What is asked: Extract the lines of the data below word for word, starting at the line that contains "for the backpack" and ending at the last line of the data.

═════ Data

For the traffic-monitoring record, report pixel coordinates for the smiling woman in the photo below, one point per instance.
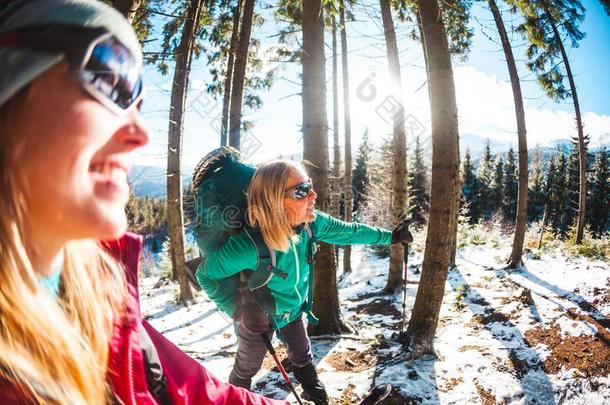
(70, 326)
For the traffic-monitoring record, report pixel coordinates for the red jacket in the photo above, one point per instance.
(188, 382)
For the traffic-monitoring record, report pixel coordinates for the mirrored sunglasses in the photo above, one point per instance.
(101, 64)
(299, 191)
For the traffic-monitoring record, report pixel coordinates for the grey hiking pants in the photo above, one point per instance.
(251, 349)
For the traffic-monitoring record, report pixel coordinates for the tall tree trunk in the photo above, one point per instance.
(128, 8)
(175, 213)
(347, 123)
(445, 173)
(515, 260)
(582, 153)
(335, 185)
(239, 73)
(456, 202)
(226, 99)
(399, 175)
(315, 150)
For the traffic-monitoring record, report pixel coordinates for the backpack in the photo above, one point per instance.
(220, 182)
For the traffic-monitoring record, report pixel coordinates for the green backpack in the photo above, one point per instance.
(220, 181)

══════════

Problem solution:
For the traffic-monitoring record, report pixel coordinates for the backpack in the photo above, one point per instance.
(220, 182)
For the traffic-monitoring record, report pixel coordinates for the green backpack in the photo above, one point per instance.
(220, 181)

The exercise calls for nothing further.